(Saved entries)
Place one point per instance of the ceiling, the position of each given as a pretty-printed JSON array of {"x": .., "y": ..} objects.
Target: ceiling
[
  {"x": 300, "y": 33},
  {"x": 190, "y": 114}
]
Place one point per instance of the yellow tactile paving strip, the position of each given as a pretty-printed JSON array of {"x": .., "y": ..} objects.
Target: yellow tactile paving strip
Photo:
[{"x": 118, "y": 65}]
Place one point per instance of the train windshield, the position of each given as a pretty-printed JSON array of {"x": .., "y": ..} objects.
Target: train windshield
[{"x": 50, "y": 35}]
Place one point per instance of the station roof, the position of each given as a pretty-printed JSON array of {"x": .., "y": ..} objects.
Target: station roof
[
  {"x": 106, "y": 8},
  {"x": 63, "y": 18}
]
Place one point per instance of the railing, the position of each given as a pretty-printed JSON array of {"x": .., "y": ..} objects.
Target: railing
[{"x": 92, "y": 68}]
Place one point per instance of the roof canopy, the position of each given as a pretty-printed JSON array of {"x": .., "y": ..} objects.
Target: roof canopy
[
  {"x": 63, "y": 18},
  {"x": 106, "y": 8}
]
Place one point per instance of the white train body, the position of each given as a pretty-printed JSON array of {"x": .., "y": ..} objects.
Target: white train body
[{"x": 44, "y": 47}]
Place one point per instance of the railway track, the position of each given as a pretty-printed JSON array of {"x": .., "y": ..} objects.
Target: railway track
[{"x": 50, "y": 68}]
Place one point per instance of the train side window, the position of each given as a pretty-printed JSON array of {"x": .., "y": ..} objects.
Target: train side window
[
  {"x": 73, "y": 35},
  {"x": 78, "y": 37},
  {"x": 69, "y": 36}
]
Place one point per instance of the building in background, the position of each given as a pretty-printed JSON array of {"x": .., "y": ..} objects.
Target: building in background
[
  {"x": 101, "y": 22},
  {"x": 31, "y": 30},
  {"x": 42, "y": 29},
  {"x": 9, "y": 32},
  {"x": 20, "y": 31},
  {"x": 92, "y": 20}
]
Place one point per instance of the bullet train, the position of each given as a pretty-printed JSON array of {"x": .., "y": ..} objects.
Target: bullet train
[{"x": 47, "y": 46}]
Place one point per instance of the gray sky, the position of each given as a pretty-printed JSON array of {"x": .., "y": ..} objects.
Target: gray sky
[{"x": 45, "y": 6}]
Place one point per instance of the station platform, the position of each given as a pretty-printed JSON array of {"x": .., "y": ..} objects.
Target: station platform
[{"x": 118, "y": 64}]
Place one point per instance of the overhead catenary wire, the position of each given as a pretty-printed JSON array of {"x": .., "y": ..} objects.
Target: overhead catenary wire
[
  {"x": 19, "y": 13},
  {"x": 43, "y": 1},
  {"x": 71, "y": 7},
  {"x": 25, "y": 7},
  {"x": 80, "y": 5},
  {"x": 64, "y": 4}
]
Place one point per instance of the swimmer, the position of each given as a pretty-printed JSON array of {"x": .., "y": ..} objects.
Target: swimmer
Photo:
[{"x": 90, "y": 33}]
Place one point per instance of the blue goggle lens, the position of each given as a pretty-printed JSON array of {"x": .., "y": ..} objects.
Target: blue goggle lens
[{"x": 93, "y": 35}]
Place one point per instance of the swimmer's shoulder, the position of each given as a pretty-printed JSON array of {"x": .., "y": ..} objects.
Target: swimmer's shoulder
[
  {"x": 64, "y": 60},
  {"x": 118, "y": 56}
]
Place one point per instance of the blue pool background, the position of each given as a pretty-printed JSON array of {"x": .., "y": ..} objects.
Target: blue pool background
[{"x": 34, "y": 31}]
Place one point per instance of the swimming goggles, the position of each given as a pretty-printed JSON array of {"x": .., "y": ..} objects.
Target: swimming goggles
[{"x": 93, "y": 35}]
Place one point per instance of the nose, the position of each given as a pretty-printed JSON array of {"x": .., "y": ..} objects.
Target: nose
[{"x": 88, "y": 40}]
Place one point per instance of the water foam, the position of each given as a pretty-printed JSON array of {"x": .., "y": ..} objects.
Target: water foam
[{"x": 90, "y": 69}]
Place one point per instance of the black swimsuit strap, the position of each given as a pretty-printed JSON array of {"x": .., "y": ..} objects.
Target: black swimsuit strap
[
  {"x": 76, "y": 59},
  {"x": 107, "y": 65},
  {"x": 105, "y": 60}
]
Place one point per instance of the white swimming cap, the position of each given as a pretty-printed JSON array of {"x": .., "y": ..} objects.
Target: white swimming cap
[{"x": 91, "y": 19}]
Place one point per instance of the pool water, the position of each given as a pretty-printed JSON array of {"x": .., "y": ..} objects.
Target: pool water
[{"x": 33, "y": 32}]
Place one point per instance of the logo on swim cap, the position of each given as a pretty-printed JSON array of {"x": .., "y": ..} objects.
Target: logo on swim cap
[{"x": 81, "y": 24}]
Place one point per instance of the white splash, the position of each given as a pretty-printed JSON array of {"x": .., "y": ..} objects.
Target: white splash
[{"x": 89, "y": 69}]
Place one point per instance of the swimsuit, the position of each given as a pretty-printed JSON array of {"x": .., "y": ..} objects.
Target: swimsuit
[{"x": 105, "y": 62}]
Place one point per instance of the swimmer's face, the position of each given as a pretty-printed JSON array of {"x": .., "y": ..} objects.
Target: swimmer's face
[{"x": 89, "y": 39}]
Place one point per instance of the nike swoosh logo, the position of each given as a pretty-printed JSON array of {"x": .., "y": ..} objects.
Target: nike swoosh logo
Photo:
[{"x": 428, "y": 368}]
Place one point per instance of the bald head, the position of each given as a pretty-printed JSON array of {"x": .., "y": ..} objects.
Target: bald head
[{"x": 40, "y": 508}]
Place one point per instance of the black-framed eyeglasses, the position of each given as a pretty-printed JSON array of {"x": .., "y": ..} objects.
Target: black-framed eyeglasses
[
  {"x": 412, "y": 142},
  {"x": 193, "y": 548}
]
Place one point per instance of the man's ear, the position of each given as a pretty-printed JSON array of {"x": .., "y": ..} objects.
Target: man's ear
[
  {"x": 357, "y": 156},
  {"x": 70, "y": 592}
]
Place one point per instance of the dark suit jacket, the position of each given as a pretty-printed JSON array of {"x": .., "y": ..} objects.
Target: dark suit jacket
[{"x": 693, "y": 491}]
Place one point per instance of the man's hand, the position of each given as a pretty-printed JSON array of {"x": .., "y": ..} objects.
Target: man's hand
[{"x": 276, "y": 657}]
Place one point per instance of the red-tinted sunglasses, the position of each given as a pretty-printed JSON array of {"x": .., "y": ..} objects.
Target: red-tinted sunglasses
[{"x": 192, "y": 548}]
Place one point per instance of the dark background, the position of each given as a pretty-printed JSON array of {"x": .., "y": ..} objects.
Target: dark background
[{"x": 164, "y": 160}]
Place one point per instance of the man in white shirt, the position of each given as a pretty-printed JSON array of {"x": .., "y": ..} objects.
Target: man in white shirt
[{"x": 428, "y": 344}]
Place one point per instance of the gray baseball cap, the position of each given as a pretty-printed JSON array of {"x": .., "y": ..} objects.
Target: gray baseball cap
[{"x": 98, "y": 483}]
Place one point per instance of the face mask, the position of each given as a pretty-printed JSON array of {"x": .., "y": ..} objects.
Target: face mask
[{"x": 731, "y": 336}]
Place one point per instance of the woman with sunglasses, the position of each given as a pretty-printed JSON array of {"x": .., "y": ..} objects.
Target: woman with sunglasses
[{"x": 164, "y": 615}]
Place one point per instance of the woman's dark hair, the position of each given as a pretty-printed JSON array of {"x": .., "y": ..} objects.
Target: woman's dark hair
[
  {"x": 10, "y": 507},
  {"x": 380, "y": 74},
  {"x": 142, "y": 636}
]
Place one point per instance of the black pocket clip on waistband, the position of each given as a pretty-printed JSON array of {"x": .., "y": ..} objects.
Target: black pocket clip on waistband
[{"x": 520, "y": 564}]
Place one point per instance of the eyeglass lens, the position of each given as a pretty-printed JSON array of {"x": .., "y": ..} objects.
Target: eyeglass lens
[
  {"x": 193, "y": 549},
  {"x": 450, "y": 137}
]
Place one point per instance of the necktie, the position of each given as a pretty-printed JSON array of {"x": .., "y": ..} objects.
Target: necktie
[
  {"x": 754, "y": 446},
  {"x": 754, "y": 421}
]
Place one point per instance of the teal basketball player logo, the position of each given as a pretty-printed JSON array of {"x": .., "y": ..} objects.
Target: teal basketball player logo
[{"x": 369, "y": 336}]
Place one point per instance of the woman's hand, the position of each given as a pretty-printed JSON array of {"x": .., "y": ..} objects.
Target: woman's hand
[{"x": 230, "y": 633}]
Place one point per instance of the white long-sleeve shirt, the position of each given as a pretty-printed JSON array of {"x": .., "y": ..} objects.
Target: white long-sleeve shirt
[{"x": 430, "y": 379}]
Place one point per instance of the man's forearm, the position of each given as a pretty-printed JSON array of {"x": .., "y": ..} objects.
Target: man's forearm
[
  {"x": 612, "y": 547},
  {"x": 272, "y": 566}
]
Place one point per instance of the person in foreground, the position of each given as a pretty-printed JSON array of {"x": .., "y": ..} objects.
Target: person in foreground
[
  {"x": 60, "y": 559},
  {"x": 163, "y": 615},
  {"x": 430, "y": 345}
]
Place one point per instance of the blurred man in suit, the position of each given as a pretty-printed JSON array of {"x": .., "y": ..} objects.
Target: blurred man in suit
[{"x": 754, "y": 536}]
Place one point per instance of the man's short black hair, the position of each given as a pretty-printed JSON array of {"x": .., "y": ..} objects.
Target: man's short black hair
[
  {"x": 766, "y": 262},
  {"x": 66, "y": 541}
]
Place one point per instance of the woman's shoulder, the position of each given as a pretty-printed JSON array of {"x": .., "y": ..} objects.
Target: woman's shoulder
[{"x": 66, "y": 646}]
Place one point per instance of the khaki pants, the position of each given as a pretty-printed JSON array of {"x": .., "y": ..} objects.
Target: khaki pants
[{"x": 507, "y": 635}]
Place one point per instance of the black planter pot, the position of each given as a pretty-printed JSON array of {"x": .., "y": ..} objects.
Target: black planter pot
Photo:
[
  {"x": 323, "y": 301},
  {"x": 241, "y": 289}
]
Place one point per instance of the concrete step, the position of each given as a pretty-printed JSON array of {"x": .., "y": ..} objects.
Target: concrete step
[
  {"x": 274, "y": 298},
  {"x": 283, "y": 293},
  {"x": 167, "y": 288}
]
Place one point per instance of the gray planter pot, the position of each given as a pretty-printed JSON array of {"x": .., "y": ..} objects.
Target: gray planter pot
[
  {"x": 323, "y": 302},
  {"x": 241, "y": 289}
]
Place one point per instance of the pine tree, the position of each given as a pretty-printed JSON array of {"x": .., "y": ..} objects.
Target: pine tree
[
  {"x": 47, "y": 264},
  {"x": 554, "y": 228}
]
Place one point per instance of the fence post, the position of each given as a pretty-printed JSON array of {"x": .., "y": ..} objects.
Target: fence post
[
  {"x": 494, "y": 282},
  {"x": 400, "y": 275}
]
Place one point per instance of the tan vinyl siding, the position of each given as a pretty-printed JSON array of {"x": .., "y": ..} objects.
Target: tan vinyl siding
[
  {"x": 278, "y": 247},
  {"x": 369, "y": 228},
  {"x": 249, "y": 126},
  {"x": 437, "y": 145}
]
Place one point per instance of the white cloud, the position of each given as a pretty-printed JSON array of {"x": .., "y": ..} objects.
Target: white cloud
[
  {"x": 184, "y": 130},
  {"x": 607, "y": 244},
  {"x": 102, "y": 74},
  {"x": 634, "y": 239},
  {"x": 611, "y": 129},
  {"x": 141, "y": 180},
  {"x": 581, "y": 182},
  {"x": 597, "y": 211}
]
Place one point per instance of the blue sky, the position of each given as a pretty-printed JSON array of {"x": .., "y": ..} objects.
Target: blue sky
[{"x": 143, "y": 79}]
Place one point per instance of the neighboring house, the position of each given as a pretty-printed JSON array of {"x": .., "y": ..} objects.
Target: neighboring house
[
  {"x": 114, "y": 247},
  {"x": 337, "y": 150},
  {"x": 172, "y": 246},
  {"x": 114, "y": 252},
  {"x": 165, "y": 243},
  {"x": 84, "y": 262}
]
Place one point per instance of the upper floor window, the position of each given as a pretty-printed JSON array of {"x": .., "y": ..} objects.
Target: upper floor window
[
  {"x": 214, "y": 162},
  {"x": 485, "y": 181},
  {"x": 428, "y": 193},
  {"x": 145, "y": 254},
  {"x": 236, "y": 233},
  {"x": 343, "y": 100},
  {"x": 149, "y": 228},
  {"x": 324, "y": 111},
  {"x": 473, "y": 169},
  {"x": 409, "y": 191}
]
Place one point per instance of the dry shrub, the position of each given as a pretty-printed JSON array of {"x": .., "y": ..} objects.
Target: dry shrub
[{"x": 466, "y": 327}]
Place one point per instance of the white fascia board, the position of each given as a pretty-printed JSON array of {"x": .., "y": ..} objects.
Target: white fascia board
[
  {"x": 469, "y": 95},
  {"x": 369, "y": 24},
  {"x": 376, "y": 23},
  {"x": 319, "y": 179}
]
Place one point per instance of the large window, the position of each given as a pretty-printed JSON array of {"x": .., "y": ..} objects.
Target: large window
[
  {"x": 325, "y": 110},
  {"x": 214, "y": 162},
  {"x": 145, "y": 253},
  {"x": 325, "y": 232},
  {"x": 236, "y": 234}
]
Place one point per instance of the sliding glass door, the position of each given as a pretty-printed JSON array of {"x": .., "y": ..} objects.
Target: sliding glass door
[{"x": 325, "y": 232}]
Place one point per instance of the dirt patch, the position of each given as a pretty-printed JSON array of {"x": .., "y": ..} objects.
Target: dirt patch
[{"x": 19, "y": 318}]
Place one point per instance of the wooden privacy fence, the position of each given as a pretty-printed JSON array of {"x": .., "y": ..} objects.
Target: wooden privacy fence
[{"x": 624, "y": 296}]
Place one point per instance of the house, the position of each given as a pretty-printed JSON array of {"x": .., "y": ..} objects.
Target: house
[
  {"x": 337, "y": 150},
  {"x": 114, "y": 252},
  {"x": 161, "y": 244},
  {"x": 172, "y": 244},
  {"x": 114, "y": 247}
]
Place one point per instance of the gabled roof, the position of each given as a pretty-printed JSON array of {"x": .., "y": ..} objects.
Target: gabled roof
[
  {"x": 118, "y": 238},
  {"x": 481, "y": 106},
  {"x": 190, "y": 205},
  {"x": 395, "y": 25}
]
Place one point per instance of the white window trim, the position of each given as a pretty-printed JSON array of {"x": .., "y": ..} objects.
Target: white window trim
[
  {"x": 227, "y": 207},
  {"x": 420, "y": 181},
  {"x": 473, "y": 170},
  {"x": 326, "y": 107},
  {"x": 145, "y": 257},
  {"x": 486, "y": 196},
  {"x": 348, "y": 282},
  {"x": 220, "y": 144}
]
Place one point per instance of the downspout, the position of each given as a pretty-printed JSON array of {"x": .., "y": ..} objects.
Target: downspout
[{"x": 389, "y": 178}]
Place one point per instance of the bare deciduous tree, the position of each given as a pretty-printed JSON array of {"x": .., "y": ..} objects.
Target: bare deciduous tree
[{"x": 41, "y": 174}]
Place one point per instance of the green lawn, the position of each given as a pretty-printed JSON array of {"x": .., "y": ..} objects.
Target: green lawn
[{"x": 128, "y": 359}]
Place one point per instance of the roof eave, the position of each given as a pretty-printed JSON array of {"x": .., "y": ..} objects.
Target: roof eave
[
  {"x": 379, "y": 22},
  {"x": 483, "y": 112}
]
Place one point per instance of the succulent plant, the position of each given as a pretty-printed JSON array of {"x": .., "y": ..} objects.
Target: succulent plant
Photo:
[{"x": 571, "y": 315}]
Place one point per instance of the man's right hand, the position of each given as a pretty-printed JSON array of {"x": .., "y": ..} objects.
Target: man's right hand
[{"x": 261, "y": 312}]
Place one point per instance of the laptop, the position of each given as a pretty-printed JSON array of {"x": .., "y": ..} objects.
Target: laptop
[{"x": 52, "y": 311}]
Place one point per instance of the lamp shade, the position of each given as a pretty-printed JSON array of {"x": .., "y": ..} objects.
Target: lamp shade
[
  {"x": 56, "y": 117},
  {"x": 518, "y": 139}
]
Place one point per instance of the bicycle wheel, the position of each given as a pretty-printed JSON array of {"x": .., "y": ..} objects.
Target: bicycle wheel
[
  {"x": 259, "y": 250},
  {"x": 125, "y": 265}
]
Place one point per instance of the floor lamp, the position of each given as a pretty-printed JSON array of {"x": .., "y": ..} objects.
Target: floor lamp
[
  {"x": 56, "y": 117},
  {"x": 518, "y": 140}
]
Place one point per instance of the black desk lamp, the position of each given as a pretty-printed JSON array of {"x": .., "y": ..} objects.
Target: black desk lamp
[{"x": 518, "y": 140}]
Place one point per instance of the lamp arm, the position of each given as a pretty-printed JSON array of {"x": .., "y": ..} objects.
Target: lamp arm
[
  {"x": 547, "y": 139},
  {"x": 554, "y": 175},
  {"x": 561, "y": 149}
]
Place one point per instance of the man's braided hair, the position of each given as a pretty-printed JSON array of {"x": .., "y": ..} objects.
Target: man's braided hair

● WORK INSTRUCTIONS: Count, in the records above, the lines that contain the word "succulent"; the answer is that number alone.

● ANSWER FOR THE TASK: 2